* Prompt
Copy the data below verbatim, keeping every line unchanged.

* Excerpted data
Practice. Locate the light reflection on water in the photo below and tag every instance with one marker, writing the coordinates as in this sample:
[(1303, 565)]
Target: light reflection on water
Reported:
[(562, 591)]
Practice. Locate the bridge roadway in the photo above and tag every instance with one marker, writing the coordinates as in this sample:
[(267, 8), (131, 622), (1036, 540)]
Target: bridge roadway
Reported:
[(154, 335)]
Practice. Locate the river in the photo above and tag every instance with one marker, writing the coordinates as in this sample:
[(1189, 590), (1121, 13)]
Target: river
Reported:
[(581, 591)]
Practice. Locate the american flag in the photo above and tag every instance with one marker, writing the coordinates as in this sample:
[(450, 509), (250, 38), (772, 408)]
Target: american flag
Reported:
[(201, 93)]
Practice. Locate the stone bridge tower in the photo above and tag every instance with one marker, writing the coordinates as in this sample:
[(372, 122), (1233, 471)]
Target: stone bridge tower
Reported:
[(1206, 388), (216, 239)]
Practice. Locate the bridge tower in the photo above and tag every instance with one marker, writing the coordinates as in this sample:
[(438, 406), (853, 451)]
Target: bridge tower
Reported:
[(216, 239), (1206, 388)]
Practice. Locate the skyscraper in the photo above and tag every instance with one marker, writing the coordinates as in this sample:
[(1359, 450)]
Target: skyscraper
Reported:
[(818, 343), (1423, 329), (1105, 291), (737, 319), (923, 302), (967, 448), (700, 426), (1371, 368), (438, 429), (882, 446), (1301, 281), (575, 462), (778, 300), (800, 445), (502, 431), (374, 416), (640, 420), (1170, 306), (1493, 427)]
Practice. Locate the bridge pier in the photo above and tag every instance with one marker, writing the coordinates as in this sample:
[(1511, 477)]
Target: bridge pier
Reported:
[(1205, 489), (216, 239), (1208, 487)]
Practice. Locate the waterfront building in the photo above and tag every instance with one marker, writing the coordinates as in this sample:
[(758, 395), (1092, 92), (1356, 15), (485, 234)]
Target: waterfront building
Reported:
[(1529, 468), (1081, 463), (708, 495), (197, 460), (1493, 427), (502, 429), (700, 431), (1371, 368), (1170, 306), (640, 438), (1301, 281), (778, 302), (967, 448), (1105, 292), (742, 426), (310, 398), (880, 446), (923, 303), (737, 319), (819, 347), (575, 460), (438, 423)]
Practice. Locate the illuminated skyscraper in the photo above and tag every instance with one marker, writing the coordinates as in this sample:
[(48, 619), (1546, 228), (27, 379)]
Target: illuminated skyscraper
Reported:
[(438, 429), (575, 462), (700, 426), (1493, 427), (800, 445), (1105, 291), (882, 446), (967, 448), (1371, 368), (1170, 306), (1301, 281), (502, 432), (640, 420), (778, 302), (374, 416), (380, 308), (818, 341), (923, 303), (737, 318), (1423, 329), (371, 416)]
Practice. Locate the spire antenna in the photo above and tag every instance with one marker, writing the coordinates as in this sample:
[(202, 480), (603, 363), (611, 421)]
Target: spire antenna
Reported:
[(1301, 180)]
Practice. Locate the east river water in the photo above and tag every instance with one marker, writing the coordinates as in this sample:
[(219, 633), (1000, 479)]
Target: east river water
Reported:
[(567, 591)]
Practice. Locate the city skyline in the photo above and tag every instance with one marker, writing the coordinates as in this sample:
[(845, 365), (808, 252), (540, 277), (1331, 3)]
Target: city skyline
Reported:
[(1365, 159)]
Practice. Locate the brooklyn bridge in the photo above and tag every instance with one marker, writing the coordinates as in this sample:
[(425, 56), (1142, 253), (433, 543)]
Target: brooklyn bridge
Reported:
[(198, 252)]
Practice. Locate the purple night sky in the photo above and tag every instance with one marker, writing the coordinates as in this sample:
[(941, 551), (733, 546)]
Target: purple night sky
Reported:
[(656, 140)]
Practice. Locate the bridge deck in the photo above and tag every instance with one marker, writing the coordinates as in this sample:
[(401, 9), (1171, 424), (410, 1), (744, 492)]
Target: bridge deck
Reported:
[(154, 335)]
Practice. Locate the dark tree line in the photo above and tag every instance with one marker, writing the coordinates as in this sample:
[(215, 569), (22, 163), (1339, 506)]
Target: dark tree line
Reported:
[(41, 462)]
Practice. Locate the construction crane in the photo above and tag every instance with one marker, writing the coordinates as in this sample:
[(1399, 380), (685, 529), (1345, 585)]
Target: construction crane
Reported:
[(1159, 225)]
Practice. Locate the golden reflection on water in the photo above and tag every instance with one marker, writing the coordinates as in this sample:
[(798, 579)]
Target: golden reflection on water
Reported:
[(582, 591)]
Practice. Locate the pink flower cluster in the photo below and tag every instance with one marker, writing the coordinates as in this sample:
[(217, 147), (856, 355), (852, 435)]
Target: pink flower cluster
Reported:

* Exercise result
Practice. Locate the light reflection on water in the photo below and tag every instance with one marker, writing the coordinates as in this sample:
[(1303, 565)]
Target: light reflection on water
Reported:
[(562, 591)]
Practice. Locate the bridge roadway in the photo above and tag every instance with one marker, writing the coordinates as in this sample:
[(267, 8), (131, 622), (1036, 540)]
Target: bridge roadway
Reported:
[(154, 335)]
Practice. Locate the river in the photo above and tag every instance with one marker, writing the coordinates as in this sample:
[(1189, 590), (1121, 13)]
Target: river
Reported:
[(581, 591)]
Practice. Locate the american flag in the photo above and tag every instance with one marker, writing the coordinates as in this sample:
[(450, 509), (250, 38), (772, 408)]
Target: american flag
Reported:
[(201, 93)]
Practice. Locate the stone bridge tower in the photo above and tag every instance with one marker, writing the coordinates as in this sample:
[(372, 122), (1233, 471)]
Target: stone bridge tower
Reported:
[(1206, 388), (216, 239)]
Practice. Locate the bridge tower in the photo above and tag every instance with one marker, writing the coordinates as in this sample:
[(438, 406), (853, 451)]
Target: bridge tower
Reported:
[(216, 239), (1206, 388)]
Practice. Locate the skyscraper in the photo above and tag every instance with one marker, writing the coordinates as in this sample:
[(1359, 450)]
Target: skyscraper
Reported:
[(818, 343), (1423, 329), (1105, 291), (737, 319), (923, 302), (967, 448), (700, 426), (1371, 368), (438, 429), (882, 446), (1301, 281), (575, 462), (778, 300), (800, 445), (502, 431), (374, 416), (640, 420), (1170, 306), (1493, 427)]
Practice. Locate the bridge pier in the photo above and tag every instance with one marker, writing the coordinates as in this sample:
[(1511, 477)]
Target: bridge pier
Reported:
[(1205, 489), (216, 239), (1208, 487)]
Practice. Locate the waterfront building in the photo above and tag every instance with one marker, writing the coordinates as in this sample:
[(758, 395), (1092, 92), (1356, 15), (485, 234)]
Target: waterfront building
Reported:
[(1529, 468), (1081, 463), (708, 495), (197, 460), (1493, 427), (502, 429), (700, 431), (1371, 368), (1170, 306), (640, 438), (1301, 281), (778, 302), (967, 448), (1105, 292), (742, 426), (310, 398), (880, 446), (923, 303), (737, 319), (819, 347), (575, 460), (438, 423)]
Practice. Locate the illuminated skyscraper in the photo above and tag every instance with one marker, writing the coordinates as in this sample:
[(48, 619), (1546, 228), (27, 379)]
Target: illuminated skyscraper
Reported:
[(438, 429), (575, 462), (700, 426), (1493, 427), (800, 445), (1105, 291), (882, 446), (967, 448), (1371, 368), (1170, 306), (1301, 281), (502, 432), (640, 420), (778, 302), (374, 416), (380, 308), (818, 341), (923, 303), (737, 318), (1423, 329), (371, 416)]
Practice. Locate the spire antenna in the photo above and tag every instance with one marker, writing the coordinates as in this sample:
[(202, 480), (603, 363), (611, 421)]
Target: spire antenna
Reported:
[(1301, 180)]
Practice. Locate the east river water in the photo above and tag every instance with one marker, writing the coordinates as in this sample:
[(219, 633), (1000, 479)]
Target: east river water
Reported:
[(567, 591)]
Practice. Locate the city skyline in the photo above and tag every instance with one marker, writing the coordinates as in this sample:
[(845, 365), (808, 252), (540, 277), (1331, 3)]
Target: city skyline
Reported:
[(1365, 159)]
Practice. Locate the brooklyn bridge in the photo above and tag every instance with one marker, writing the coordinates as in this sample:
[(425, 56), (1142, 253), (433, 543)]
Target: brooklyn bridge
Reported:
[(198, 252)]
Practice. Locate the purple night sky in the photo above and tag every instance with one marker, writing the coordinates as in this sample:
[(941, 551), (733, 546)]
Target: purple night sky
Reported:
[(656, 140)]
Practice. Locate the bridge deck in the photo above and tag every instance with one marker, writing the coordinates as in this sample:
[(401, 9), (1171, 424), (410, 1), (744, 492)]
Target: bridge deck
Reported:
[(154, 335)]
Practice. Locate the dark tree line in the photo above and tag every instance with one marker, writing the coordinates as in this sample:
[(215, 569), (22, 163), (1339, 506)]
Target: dark tree line
Reported:
[(41, 462)]
Practice. Locate the construction crane in the photo above and tag every instance with one marker, writing the coordinates as in this sample:
[(1399, 380), (685, 529), (1345, 585)]
Target: construction crane
Reported:
[(1159, 225)]
Practice. Locate the golden reflection on water in the photo above and tag every instance with one marker, writing the coordinates as in this sample:
[(798, 579)]
Target: golden reflection on water
Reported:
[(582, 591)]
Practice. Locate the pink flower cluster in the photo below and tag every instance with one marker, writing the coordinates as in this sample:
[(217, 147), (856, 355), (852, 435)]
Target: pink flower cluster
Reported:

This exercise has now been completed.